WYMAGANIA:
Należy wskazać i przepisać każdy wiersz wpisów zawierający ciąg „background”, przy czym wielkość liter ma znaczenie.

===== DANE ŹRÓDŁOWE

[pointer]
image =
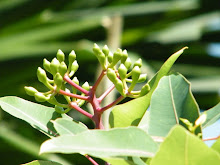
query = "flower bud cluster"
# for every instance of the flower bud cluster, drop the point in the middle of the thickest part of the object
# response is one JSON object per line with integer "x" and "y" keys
{"x": 120, "y": 71}
{"x": 57, "y": 68}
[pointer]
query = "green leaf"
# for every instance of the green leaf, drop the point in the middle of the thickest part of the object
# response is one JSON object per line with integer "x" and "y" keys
{"x": 216, "y": 146}
{"x": 118, "y": 161}
{"x": 68, "y": 127}
{"x": 38, "y": 116}
{"x": 131, "y": 113}
{"x": 213, "y": 115}
{"x": 42, "y": 162}
{"x": 181, "y": 148}
{"x": 129, "y": 141}
{"x": 171, "y": 100}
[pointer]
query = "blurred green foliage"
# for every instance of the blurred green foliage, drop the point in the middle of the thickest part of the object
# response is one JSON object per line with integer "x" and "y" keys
{"x": 31, "y": 30}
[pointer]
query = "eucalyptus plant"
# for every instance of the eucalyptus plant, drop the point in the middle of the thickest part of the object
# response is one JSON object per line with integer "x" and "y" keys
{"x": 161, "y": 124}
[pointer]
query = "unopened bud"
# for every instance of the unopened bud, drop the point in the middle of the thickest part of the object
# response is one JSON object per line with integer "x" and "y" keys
{"x": 111, "y": 75}
{"x": 54, "y": 65}
{"x": 122, "y": 70}
{"x": 138, "y": 63}
{"x": 46, "y": 65}
{"x": 127, "y": 63}
{"x": 30, "y": 91}
{"x": 110, "y": 57}
{"x": 60, "y": 56}
{"x": 201, "y": 119}
{"x": 72, "y": 57}
{"x": 105, "y": 50}
{"x": 145, "y": 89}
{"x": 116, "y": 57}
{"x": 62, "y": 68}
{"x": 40, "y": 97}
{"x": 136, "y": 71}
{"x": 142, "y": 78}
{"x": 119, "y": 86}
{"x": 41, "y": 75}
{"x": 58, "y": 80}
{"x": 59, "y": 109}
{"x": 124, "y": 56}
{"x": 86, "y": 86}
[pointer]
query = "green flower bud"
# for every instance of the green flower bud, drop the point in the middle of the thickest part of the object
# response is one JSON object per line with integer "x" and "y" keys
{"x": 54, "y": 65}
{"x": 96, "y": 49}
{"x": 59, "y": 109}
{"x": 41, "y": 75}
{"x": 122, "y": 70}
{"x": 62, "y": 68}
{"x": 74, "y": 68}
{"x": 138, "y": 63}
{"x": 30, "y": 91}
{"x": 86, "y": 86}
{"x": 72, "y": 57}
{"x": 111, "y": 75}
{"x": 119, "y": 86}
{"x": 58, "y": 80}
{"x": 135, "y": 74}
{"x": 145, "y": 89}
{"x": 116, "y": 57}
{"x": 142, "y": 78}
{"x": 136, "y": 71}
{"x": 105, "y": 50}
{"x": 46, "y": 65}
{"x": 100, "y": 55}
{"x": 76, "y": 81}
{"x": 124, "y": 56}
{"x": 201, "y": 119}
{"x": 60, "y": 55}
{"x": 110, "y": 57}
{"x": 40, "y": 97}
{"x": 127, "y": 63}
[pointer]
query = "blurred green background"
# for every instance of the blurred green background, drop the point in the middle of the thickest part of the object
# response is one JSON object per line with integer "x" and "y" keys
{"x": 31, "y": 30}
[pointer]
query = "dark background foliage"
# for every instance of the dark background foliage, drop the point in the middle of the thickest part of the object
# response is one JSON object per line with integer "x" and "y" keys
{"x": 31, "y": 30}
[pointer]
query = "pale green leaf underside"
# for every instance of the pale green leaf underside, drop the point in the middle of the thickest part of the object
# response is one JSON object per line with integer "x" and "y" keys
{"x": 131, "y": 113}
{"x": 181, "y": 148}
{"x": 171, "y": 100}
{"x": 42, "y": 162}
{"x": 99, "y": 143}
{"x": 68, "y": 127}
{"x": 38, "y": 116}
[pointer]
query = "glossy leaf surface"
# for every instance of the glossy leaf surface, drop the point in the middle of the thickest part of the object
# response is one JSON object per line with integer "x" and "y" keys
{"x": 131, "y": 113}
{"x": 38, "y": 116}
{"x": 181, "y": 148}
{"x": 99, "y": 143}
{"x": 171, "y": 100}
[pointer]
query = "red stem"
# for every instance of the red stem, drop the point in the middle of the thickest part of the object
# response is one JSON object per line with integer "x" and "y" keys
{"x": 214, "y": 138}
{"x": 91, "y": 160}
{"x": 112, "y": 104}
{"x": 98, "y": 80}
{"x": 106, "y": 93}
{"x": 73, "y": 95}
{"x": 68, "y": 80}
{"x": 76, "y": 107}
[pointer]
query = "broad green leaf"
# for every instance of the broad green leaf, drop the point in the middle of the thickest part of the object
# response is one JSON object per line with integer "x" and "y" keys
{"x": 38, "y": 116}
{"x": 42, "y": 162}
{"x": 118, "y": 161}
{"x": 129, "y": 141}
{"x": 68, "y": 127}
{"x": 131, "y": 113}
{"x": 216, "y": 146}
{"x": 213, "y": 115}
{"x": 181, "y": 148}
{"x": 171, "y": 100}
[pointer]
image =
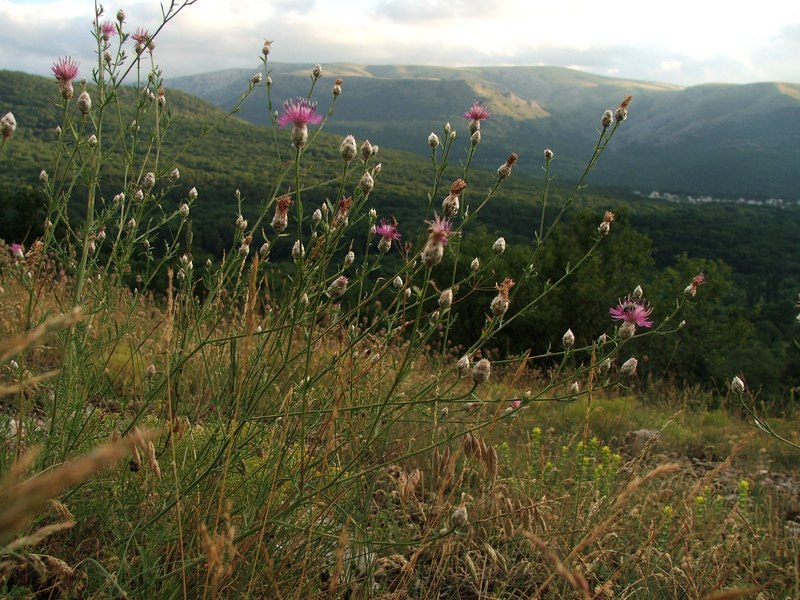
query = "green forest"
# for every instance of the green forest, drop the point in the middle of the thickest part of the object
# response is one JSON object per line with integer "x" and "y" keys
{"x": 741, "y": 322}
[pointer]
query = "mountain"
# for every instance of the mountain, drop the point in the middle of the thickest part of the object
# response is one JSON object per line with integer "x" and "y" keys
{"x": 714, "y": 139}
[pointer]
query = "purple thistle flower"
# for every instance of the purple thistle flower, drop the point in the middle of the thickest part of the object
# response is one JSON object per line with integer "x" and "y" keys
{"x": 299, "y": 112}
{"x": 108, "y": 30}
{"x": 477, "y": 111}
{"x": 632, "y": 311}
{"x": 387, "y": 230}
{"x": 65, "y": 69}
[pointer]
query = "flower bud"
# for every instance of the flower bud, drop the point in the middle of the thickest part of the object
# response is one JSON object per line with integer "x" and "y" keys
{"x": 481, "y": 371}
{"x": 629, "y": 367}
{"x": 348, "y": 149}
{"x": 446, "y": 299}
{"x": 84, "y": 102}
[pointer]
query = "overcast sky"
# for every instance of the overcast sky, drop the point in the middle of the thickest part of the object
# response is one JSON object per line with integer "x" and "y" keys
{"x": 684, "y": 42}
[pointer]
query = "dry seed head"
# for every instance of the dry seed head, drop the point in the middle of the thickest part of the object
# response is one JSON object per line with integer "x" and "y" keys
{"x": 481, "y": 371}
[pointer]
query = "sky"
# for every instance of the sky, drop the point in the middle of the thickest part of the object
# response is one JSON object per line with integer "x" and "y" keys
{"x": 683, "y": 42}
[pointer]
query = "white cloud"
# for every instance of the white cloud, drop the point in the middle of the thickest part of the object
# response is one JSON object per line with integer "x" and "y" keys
{"x": 682, "y": 42}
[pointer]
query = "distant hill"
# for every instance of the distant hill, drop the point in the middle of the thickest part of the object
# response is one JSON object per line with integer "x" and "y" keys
{"x": 731, "y": 140}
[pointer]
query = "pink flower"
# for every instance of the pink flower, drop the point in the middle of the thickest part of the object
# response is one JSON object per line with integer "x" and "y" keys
{"x": 388, "y": 230}
{"x": 477, "y": 111}
{"x": 633, "y": 312}
{"x": 65, "y": 69}
{"x": 108, "y": 30}
{"x": 299, "y": 112}
{"x": 439, "y": 230}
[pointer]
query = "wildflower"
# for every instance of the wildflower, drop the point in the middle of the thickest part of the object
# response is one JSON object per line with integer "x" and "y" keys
{"x": 143, "y": 41}
{"x": 605, "y": 225}
{"x": 388, "y": 232}
{"x": 446, "y": 299}
{"x": 460, "y": 517}
{"x": 477, "y": 112}
{"x": 340, "y": 218}
{"x": 481, "y": 371}
{"x": 622, "y": 110}
{"x": 149, "y": 181}
{"x": 348, "y": 148}
{"x": 697, "y": 281}
{"x": 632, "y": 312}
{"x": 300, "y": 112}
{"x": 629, "y": 366}
{"x": 450, "y": 204}
{"x": 65, "y": 71}
{"x": 280, "y": 219}
{"x": 107, "y": 30}
{"x": 568, "y": 339}
{"x": 366, "y": 183}
{"x": 338, "y": 287}
{"x": 500, "y": 302}
{"x": 463, "y": 365}
{"x": 298, "y": 252}
{"x": 366, "y": 150}
{"x": 505, "y": 169}
{"x": 8, "y": 125}
{"x": 737, "y": 386}
{"x": 438, "y": 237}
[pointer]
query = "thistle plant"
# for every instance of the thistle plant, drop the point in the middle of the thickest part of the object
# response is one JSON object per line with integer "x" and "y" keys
{"x": 291, "y": 374}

==========

ODPOWIEDŹ NA ZADANIE:
query = "blurred green background"
# for every instance of the blurred green background, drop the point in the middle of the thickest part of the object
query = "dark background foliage"
# for every instance of the dark background foliage, drop the point in the middle of the thickest part of the object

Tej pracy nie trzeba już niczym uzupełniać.